■ **Ausgewählter Text**

┄┄┄┄┄┄┄┄┄┄┄┄┄┄┄┄┄┄┄┄

Netzwerken als Führungskraft

Leadership

Ob Geschäftsleitung oder mittleres Management: Ein Netzwerk kann Führungskräfte fachlich und persönlich im Vorankommen unterstützen. Doch was ist beim Aufbau einer hilfreichen Community zu beachten?

Ich gehöre doch nicht zu diesen Networkern oder Networkerinnen!“ – diese Einschätzung höre ich häufig bei Führungskräften im mittleren Management, die mit Leuten aus dem Top-Management zu tun haben. Sie halten wenig von Selbstdarstellerinnen und Blendern, die überall kundtun, wie toll sie sind. Ebenso wenig halten sie von den vermeintlich Faulen, die gut vernetzt sind, aber keine Leistung bringen. Stattdessen vertreten sie selbst das Motto: „Wer gut ist, muss nicht über sich reden – der wird entdeckt.“ Schön wär’s. Die betriebliche Realität sieht meist anders aus.

Wer in einer Führungsposition bewusst darauf verzichtet, Beziehungen zu knüpfen, bleibt in der Regel im Schatten der laut sprechenden Persönlichkeiten. Vor allem aber sind Führungskräfte häufig auf die Fähigkeiten und Kompetenzen von Kolleginnen und Kollegen aus anderen Bereichen angewiesen, wenn sie wirklich weiterkommen wollen. Sie müssen wissen, wer bei der einen oder anderen Frage Auskunft geben und wer bei einem akuten Problem helfen könnte. Ein gutes Netzwerk eröffnet Zugang zu wichtigen Akteuren und Drahtzieherinnen, es kann Informationen zuspielen und Unterstützung vermitteln. Und spätestens, wenn Führungskräfte den nächsten Karriereschritt anstreben, kommt es für sie darauf an, den Bekanntheitsgrad bei allen zu erhöhen, die von ihnen wissen sollten. Für die Karriere ist Netzwerken extrem wichtig: Studien zeigen, dass jede dritte Position innerhalb des eigenen Netzwerks vergeben wird.

┄┄┄┄┄┄┄┄┄┄┄┄┄┄┄┄┄┄┄┄

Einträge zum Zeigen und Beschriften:
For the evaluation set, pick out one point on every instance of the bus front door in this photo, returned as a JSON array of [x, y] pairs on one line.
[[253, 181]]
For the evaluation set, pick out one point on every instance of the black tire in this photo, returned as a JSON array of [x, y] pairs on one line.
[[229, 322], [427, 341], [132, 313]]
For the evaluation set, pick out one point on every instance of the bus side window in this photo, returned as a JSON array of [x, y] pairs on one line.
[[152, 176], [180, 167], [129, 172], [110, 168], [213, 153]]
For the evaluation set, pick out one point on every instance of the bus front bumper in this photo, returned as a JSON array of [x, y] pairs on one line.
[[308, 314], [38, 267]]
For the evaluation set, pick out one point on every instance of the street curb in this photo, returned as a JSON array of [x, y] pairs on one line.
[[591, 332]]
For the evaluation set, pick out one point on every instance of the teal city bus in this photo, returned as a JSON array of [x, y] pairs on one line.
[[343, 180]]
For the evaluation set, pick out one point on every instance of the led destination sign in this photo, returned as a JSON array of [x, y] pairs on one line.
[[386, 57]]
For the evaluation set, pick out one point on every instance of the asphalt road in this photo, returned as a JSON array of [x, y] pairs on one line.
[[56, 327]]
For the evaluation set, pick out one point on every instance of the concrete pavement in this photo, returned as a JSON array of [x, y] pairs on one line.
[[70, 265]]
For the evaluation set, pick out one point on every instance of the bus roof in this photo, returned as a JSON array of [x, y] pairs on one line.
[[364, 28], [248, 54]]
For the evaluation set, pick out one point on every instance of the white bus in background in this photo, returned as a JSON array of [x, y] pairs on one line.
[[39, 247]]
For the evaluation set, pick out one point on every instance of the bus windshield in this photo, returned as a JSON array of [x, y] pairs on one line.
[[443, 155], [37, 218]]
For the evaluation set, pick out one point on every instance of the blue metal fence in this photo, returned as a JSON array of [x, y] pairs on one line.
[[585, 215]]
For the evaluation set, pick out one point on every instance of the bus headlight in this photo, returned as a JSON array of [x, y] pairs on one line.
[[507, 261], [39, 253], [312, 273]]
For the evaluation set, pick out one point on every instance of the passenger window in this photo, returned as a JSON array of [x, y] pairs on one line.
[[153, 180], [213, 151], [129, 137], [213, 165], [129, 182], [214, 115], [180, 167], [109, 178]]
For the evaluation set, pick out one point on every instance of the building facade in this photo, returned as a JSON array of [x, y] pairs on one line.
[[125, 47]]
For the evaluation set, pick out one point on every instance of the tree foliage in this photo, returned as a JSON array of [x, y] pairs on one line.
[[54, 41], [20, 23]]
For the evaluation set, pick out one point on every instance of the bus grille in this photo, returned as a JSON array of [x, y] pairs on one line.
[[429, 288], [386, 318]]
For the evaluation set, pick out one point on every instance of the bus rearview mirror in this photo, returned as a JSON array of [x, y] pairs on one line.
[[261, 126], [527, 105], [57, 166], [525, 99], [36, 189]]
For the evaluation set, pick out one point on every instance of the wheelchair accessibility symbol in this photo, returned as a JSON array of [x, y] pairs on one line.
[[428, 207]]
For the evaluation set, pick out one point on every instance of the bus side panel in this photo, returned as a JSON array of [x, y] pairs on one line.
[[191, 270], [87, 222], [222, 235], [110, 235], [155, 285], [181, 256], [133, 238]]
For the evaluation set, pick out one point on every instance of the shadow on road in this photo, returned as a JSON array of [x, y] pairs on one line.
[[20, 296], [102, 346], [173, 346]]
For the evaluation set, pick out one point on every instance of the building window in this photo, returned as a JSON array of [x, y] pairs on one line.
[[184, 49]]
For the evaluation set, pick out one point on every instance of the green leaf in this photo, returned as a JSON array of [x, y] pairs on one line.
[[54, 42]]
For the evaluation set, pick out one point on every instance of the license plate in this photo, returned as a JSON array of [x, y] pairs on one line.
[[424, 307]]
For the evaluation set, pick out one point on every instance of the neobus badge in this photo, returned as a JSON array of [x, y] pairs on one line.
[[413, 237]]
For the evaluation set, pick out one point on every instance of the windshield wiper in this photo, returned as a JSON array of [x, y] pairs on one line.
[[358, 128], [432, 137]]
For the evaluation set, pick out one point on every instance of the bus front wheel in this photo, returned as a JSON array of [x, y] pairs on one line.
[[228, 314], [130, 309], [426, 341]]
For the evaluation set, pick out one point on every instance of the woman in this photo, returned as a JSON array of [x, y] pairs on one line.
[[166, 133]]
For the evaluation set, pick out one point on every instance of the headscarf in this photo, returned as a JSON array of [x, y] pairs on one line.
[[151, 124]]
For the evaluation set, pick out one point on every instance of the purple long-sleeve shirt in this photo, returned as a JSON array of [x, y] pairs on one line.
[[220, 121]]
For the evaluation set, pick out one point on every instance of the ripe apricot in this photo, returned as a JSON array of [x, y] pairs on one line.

┄┄┄┄┄┄┄┄┄┄┄┄┄┄┄┄┄┄┄┄

■ **Deine Aufgaben**
1: Nenne alle Personengruppen, von denen die Führungskräfte im mittleren Management laut dem Text über Netzwerken als Führungskraft wenig halten.
2: Gib aus dem Text über Netzwerken als Führungskraft den Abschnitt wortgetreu aus, der mit den Worten „Netzwerken als Führungskraft“ beginnt und mit „Community zu beachten?“ endet.

■ **Endgültige Lösungen**
1: Selbstdarstellerinnen, Blender und die vermeintlich Faulen, die gut vernetzt sind, aber keine Leistung bringen.

2:
Netzwerken als Führungskraft

Leadership

Ob Geschäftsleitung oder mittleres Management: Ein Netzwerk kann Führungskräfte fachlich und persönlich im Vorankommen unterstützen. Doch was ist beim Aufbau einer hilfreichen Community zu beachten?